Among the lines below, which ones contain the word "window"? Copy every such line.

- _Recorded data_:
= Beginning of Section =

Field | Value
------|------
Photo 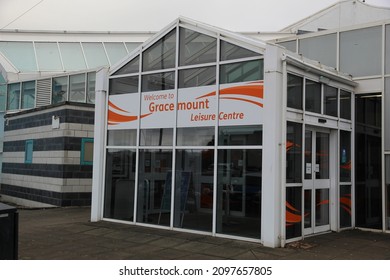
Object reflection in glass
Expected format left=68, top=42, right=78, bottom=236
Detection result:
left=315, top=132, right=329, bottom=179
left=286, top=187, right=302, bottom=239
left=137, top=150, right=172, bottom=226
left=52, top=76, right=68, bottom=104
left=315, top=189, right=329, bottom=226
left=174, top=149, right=214, bottom=232
left=178, top=67, right=216, bottom=88
left=87, top=72, right=96, bottom=104
left=114, top=56, right=140, bottom=76
left=220, top=40, right=259, bottom=61
left=140, top=128, right=173, bottom=146
left=324, top=85, right=338, bottom=117
left=304, top=190, right=312, bottom=229
left=340, top=131, right=351, bottom=182
left=179, top=28, right=217, bottom=66
left=143, top=29, right=176, bottom=71
left=107, top=129, right=137, bottom=146
left=217, top=149, right=262, bottom=239
left=340, top=90, right=351, bottom=120
left=21, top=81, right=35, bottom=109
left=104, top=149, right=136, bottom=221
left=287, top=74, right=303, bottom=110
left=69, top=73, right=86, bottom=102
left=340, top=185, right=352, bottom=228
left=305, top=80, right=321, bottom=114
left=0, top=84, right=6, bottom=111
left=220, top=60, right=263, bottom=84
left=177, top=127, right=214, bottom=146
left=218, top=125, right=262, bottom=146
left=142, top=72, right=175, bottom=92
left=109, top=76, right=139, bottom=95
left=7, top=83, right=20, bottom=110
left=286, top=122, right=302, bottom=183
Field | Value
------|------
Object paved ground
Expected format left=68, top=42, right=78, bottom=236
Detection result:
left=15, top=206, right=390, bottom=260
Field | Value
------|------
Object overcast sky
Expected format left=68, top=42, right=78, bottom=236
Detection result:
left=0, top=0, right=390, bottom=32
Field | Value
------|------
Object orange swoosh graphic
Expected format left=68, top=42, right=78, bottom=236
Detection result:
left=196, top=81, right=264, bottom=100
left=220, top=96, right=263, bottom=108
left=108, top=100, right=129, bottom=113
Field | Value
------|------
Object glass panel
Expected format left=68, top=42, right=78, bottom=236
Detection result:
left=218, top=125, right=262, bottom=146
left=340, top=131, right=351, bottom=182
left=220, top=60, right=263, bottom=84
left=278, top=40, right=296, bottom=52
left=177, top=127, right=214, bottom=146
left=141, top=72, right=174, bottom=92
left=114, top=56, right=139, bottom=75
left=69, top=73, right=86, bottom=102
left=286, top=122, right=302, bottom=183
left=140, top=128, right=173, bottom=146
left=220, top=40, right=260, bottom=61
left=0, top=42, right=37, bottom=71
left=340, top=26, right=382, bottom=77
left=304, top=190, right=312, bottom=229
left=0, top=73, right=6, bottom=83
left=86, top=72, right=96, bottom=104
left=82, top=42, right=109, bottom=69
left=315, top=132, right=329, bottom=179
left=52, top=76, right=68, bottom=104
left=299, top=34, right=337, bottom=68
left=83, top=141, right=94, bottom=163
left=59, top=43, right=87, bottom=70
left=304, top=130, right=312, bottom=180
left=178, top=66, right=216, bottom=88
left=286, top=187, right=302, bottom=239
left=7, top=83, right=20, bottom=110
left=25, top=140, right=33, bottom=164
left=107, top=129, right=137, bottom=146
left=287, top=73, right=303, bottom=110
left=315, top=189, right=329, bottom=226
left=355, top=94, right=382, bottom=229
left=137, top=149, right=172, bottom=226
left=103, top=149, right=136, bottom=221
left=35, top=42, right=62, bottom=71
left=109, top=76, right=139, bottom=95
left=179, top=28, right=217, bottom=66
left=174, top=149, right=214, bottom=232
left=21, top=81, right=35, bottom=109
left=340, top=90, right=351, bottom=120
left=125, top=42, right=140, bottom=53
left=217, top=149, right=262, bottom=239
left=305, top=80, right=321, bottom=114
left=143, top=29, right=176, bottom=71
left=340, top=185, right=352, bottom=228
left=323, top=85, right=338, bottom=117
left=386, top=78, right=390, bottom=151
left=0, top=84, right=6, bottom=112
left=386, top=155, right=390, bottom=230
left=386, top=25, right=390, bottom=74
left=104, top=42, right=128, bottom=65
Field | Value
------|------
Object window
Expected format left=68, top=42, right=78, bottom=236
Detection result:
left=107, top=129, right=137, bottom=146
left=35, top=42, right=62, bottom=71
left=81, top=138, right=94, bottom=165
left=87, top=72, right=96, bottom=104
left=141, top=72, right=174, bottom=92
left=82, top=42, right=109, bottom=69
left=218, top=125, right=262, bottom=146
left=140, top=128, right=173, bottom=146
left=7, top=83, right=20, bottom=110
left=286, top=122, right=302, bottom=183
left=69, top=74, right=86, bottom=102
left=25, top=140, right=33, bottom=164
left=52, top=76, right=68, bottom=104
left=177, top=127, right=214, bottom=146
left=114, top=56, right=139, bottom=76
left=178, top=66, right=216, bottom=88
left=323, top=85, right=338, bottom=117
left=0, top=84, right=6, bottom=112
left=59, top=43, right=87, bottom=71
left=287, top=74, right=303, bottom=110
left=104, top=42, right=128, bottom=66
left=305, top=79, right=321, bottom=114
left=109, top=76, right=139, bottom=95
left=220, top=40, right=259, bottom=61
left=299, top=34, right=337, bottom=68
left=220, top=60, right=263, bottom=84
left=21, top=81, right=35, bottom=109
left=0, top=42, right=37, bottom=71
left=277, top=40, right=296, bottom=52
left=340, top=90, right=351, bottom=120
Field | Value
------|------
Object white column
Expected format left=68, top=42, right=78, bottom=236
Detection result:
left=261, top=45, right=285, bottom=248
left=91, top=68, right=108, bottom=222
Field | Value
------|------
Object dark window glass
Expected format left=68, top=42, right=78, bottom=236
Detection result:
left=109, top=76, right=139, bottom=95
left=52, top=77, right=68, bottom=104
left=114, top=56, right=140, bottom=75
left=21, top=81, right=35, bottom=109
left=305, top=80, right=321, bottom=114
left=141, top=72, right=175, bottom=92
left=104, top=149, right=136, bottom=221
left=178, top=66, right=216, bottom=88
left=87, top=72, right=96, bottom=104
left=324, top=85, right=338, bottom=117
left=174, top=149, right=214, bottom=232
left=355, top=94, right=382, bottom=229
left=340, top=131, right=351, bottom=182
left=287, top=74, right=303, bottom=110
left=177, top=127, right=214, bottom=146
left=286, top=187, right=302, bottom=239
left=107, top=129, right=137, bottom=146
left=179, top=28, right=216, bottom=66
left=25, top=139, right=33, bottom=164
left=69, top=73, right=86, bottom=102
left=340, top=185, right=352, bottom=228
left=143, top=29, right=176, bottom=71
left=286, top=122, right=302, bottom=183
left=220, top=60, right=263, bottom=84
left=140, top=128, right=173, bottom=146
left=218, top=125, right=262, bottom=146
left=137, top=149, right=172, bottom=226
left=220, top=40, right=260, bottom=61
left=340, top=90, right=351, bottom=120
left=217, top=149, right=262, bottom=239
left=7, top=83, right=20, bottom=110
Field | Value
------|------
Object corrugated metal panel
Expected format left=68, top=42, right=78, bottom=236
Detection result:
left=36, top=78, right=52, bottom=107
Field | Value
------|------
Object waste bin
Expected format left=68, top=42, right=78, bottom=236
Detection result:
left=0, top=202, right=18, bottom=260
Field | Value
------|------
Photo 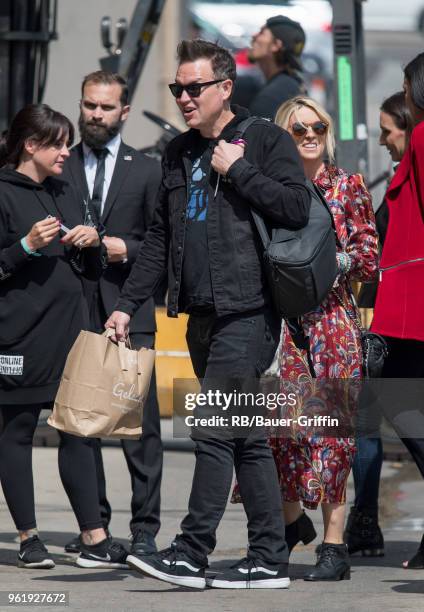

= End of Section =

- _Worked solution_:
Object window
Object dark window glass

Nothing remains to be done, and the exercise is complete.